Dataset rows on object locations
· · ·

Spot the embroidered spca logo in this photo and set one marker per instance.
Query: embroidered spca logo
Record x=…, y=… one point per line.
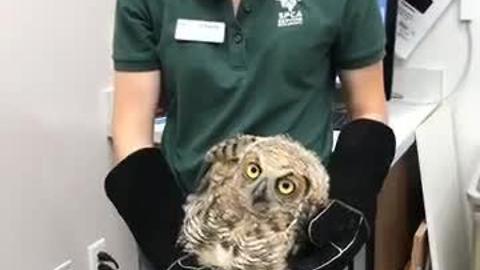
x=291, y=16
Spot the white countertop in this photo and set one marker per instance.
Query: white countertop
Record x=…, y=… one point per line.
x=404, y=120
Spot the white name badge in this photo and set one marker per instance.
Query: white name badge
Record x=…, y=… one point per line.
x=200, y=31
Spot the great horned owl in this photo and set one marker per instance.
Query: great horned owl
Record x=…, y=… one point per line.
x=252, y=204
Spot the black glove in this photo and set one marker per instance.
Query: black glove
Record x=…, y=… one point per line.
x=143, y=190
x=357, y=168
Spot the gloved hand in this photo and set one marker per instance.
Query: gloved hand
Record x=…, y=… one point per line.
x=146, y=196
x=357, y=168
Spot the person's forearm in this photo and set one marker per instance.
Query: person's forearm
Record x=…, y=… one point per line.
x=135, y=100
x=364, y=91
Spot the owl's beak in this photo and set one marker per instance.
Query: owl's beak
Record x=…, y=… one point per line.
x=259, y=193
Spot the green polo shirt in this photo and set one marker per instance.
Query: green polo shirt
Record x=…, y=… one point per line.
x=273, y=73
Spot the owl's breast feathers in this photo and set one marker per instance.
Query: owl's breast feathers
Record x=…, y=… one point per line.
x=224, y=235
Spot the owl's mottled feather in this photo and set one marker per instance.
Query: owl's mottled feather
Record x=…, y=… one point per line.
x=252, y=204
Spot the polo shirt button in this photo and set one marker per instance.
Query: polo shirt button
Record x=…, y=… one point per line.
x=238, y=37
x=247, y=8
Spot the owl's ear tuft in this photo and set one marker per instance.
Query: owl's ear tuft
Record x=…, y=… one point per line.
x=230, y=149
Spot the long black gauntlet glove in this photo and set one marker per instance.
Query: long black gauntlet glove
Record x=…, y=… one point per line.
x=357, y=168
x=146, y=196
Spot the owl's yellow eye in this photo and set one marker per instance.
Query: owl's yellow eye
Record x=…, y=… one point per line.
x=285, y=187
x=253, y=171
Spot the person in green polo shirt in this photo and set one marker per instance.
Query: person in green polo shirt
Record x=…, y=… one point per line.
x=227, y=67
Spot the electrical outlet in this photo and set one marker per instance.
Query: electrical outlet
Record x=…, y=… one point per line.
x=93, y=250
x=65, y=266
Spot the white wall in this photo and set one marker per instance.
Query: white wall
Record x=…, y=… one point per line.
x=54, y=60
x=445, y=48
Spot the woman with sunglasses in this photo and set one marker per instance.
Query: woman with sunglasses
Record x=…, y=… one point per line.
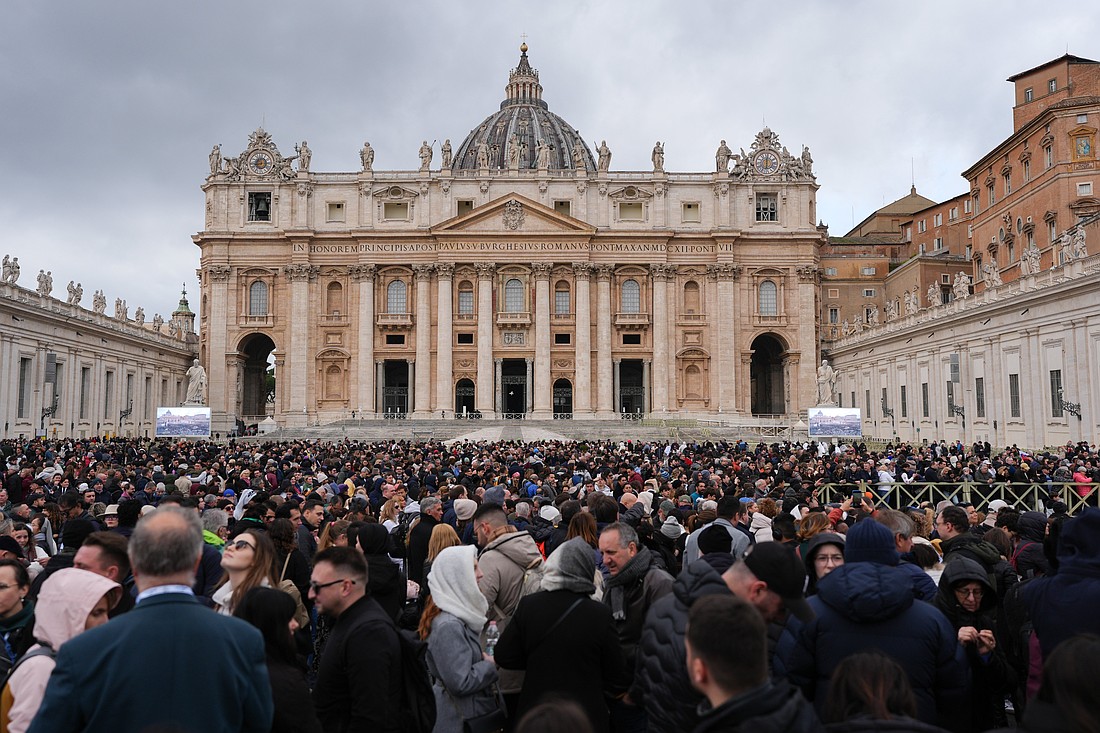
x=249, y=561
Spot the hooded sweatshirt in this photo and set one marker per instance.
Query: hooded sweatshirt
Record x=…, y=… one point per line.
x=64, y=603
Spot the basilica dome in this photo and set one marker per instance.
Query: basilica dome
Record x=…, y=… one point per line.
x=526, y=123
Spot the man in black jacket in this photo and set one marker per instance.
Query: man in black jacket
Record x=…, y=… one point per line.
x=359, y=678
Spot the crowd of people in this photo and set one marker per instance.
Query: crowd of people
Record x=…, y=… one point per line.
x=554, y=586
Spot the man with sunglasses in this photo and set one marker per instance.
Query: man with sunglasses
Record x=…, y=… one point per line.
x=359, y=677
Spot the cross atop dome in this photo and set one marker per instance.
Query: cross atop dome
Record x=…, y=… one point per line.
x=524, y=87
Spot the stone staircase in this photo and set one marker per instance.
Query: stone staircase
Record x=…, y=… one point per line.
x=527, y=430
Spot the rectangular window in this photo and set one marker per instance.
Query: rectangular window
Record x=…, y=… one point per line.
x=561, y=303
x=24, y=387
x=465, y=303
x=1055, y=393
x=85, y=383
x=260, y=206
x=767, y=208
x=395, y=210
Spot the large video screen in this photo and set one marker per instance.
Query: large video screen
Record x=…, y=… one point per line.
x=835, y=423
x=183, y=422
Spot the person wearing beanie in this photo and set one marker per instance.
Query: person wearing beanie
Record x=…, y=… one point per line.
x=868, y=603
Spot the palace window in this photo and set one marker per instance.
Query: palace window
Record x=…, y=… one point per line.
x=631, y=296
x=396, y=297
x=768, y=298
x=260, y=206
x=561, y=298
x=767, y=207
x=257, y=298
x=514, y=295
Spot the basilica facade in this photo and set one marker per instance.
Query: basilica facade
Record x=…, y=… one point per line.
x=515, y=274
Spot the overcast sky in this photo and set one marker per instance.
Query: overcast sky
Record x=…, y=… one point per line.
x=110, y=108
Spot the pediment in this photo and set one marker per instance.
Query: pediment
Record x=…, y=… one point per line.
x=512, y=215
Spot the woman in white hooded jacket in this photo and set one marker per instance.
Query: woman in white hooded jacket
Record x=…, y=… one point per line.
x=70, y=601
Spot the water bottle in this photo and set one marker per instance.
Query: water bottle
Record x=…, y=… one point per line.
x=492, y=636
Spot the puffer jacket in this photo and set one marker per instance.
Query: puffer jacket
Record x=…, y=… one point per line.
x=62, y=612
x=660, y=680
x=1029, y=559
x=1065, y=604
x=864, y=605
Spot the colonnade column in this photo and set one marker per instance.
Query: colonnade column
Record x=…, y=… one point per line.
x=422, y=385
x=605, y=402
x=660, y=279
x=484, y=400
x=444, y=389
x=365, y=401
x=542, y=407
x=299, y=275
x=582, y=361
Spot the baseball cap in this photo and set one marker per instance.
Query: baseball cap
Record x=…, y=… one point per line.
x=778, y=566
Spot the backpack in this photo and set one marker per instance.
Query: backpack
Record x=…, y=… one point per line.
x=418, y=699
x=6, y=696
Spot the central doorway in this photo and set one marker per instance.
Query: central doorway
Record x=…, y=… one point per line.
x=395, y=390
x=514, y=389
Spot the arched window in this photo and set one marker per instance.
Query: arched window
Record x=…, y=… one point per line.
x=257, y=298
x=465, y=298
x=561, y=298
x=631, y=296
x=334, y=298
x=395, y=297
x=514, y=295
x=691, y=296
x=768, y=298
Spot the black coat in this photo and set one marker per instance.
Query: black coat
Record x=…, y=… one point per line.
x=660, y=679
x=579, y=660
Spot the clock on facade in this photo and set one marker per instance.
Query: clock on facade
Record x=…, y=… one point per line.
x=766, y=163
x=260, y=163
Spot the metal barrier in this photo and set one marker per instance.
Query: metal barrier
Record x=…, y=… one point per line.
x=1025, y=496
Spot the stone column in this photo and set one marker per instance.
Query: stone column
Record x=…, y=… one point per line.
x=299, y=275
x=364, y=365
x=484, y=400
x=444, y=389
x=542, y=407
x=605, y=402
x=582, y=365
x=380, y=385
x=422, y=405
x=527, y=387
x=497, y=386
x=659, y=280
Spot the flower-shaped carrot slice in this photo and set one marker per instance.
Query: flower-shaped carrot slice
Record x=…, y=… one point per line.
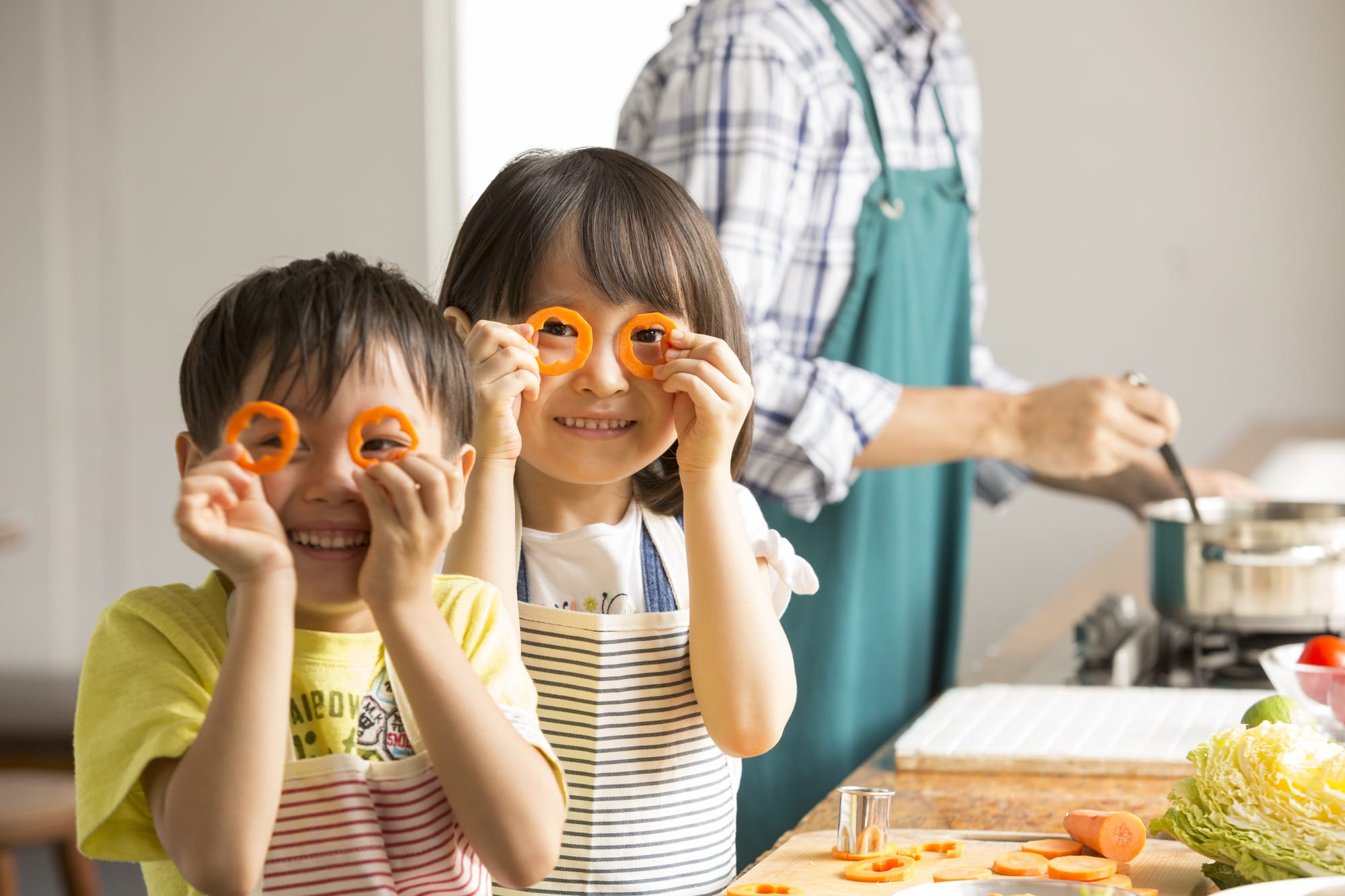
x=583, y=343
x=882, y=870
x=642, y=322
x=289, y=435
x=950, y=848
x=356, y=436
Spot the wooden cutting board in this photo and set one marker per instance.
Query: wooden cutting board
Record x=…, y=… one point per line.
x=1056, y=729
x=805, y=860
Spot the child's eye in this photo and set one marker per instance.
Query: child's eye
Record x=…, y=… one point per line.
x=650, y=334
x=379, y=446
x=555, y=327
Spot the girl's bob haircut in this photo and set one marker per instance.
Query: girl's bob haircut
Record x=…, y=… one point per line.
x=638, y=236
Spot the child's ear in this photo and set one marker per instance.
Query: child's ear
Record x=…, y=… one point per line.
x=467, y=458
x=462, y=323
x=189, y=455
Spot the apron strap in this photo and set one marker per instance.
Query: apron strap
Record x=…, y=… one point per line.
x=871, y=110
x=661, y=538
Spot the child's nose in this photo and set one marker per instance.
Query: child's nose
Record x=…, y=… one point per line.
x=332, y=477
x=603, y=374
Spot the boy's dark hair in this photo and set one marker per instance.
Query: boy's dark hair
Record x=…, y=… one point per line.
x=640, y=237
x=317, y=318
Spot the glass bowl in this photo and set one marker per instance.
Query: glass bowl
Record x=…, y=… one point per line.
x=1321, y=689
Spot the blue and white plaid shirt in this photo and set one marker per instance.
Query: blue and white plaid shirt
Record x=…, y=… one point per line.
x=754, y=111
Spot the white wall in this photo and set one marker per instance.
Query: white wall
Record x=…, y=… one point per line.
x=1164, y=192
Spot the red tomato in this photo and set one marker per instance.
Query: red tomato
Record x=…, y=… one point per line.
x=1324, y=650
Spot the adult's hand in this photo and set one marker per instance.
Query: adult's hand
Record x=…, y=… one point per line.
x=1087, y=428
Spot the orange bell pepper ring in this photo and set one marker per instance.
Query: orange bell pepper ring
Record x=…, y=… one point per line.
x=356, y=436
x=583, y=346
x=641, y=322
x=887, y=869
x=289, y=435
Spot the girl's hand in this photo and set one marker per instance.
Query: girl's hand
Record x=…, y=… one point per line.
x=505, y=365
x=415, y=507
x=223, y=514
x=714, y=397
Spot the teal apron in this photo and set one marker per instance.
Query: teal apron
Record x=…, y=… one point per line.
x=879, y=639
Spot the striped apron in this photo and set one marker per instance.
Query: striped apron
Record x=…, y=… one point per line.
x=348, y=825
x=652, y=797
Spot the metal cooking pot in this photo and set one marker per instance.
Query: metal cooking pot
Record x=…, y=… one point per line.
x=1250, y=565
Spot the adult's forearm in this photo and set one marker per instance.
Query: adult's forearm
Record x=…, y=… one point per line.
x=742, y=666
x=216, y=807
x=485, y=545
x=501, y=787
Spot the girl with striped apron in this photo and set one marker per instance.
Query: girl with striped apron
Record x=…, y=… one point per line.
x=652, y=797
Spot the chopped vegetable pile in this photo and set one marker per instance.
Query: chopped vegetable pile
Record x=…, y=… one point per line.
x=1269, y=802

· · ·

Rescale the rows above, everything from the line containing "Spot the stone staircase" down to the line containing "x=527, y=430", and output those lines again in full, with the requests unchanged. Multiply each point coordinate by 2.55 and round to the nearest whole number, with halves rounding up.

* **Right answer**:
Spot the stone staircase in this photo and set one marker per instance.
Query: stone staircase
Record x=…, y=… one point per line.
x=1344, y=1097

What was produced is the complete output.